## Written problem
Reproduce the data below line for line, changing nothing.

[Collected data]
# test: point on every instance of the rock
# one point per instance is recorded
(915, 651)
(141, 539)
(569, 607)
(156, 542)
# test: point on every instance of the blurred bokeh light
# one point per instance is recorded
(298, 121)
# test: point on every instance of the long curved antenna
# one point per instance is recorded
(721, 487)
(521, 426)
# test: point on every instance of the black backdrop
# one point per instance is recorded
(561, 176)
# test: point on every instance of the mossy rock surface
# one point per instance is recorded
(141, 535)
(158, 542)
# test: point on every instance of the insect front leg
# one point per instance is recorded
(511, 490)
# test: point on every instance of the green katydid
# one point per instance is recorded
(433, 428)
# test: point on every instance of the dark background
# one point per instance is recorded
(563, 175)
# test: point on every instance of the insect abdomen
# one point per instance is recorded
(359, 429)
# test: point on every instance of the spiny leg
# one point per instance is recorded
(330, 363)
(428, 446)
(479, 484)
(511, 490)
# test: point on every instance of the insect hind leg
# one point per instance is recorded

## Solution
# test: point on every instance of the rock
# one point per instance is recorded
(915, 651)
(141, 539)
(569, 607)
(156, 542)
# test: point on every instance of the blurred bokeh light
# one point per instance is recorded
(298, 121)
# test: point on every instance of the long curved antenna
# one point per instance is recorded
(721, 487)
(521, 426)
# test: point on every instance of the black backdrop
# one point per instance is recorded
(561, 176)
# test: point on every instance of the mossy rock surface
# one point per instance is recorded
(141, 535)
(158, 542)
# test: point on every instance of the insect front leg
# one point per instance is recorded
(511, 490)
# test: point on every instance of the green katydid
# one point per instance is recorded
(433, 428)
# test: point on every instance of the dark background
# one point per instance is recorded
(563, 175)
# test: point on every instance of the insect abdomen
# one point per instance is recorded
(359, 429)
# test: point on every instance of the spiny leg
# one point per instance is recorded
(330, 363)
(428, 446)
(479, 484)
(511, 490)
# test: point on every instance of the insect hind leg
# one point per instance is recorded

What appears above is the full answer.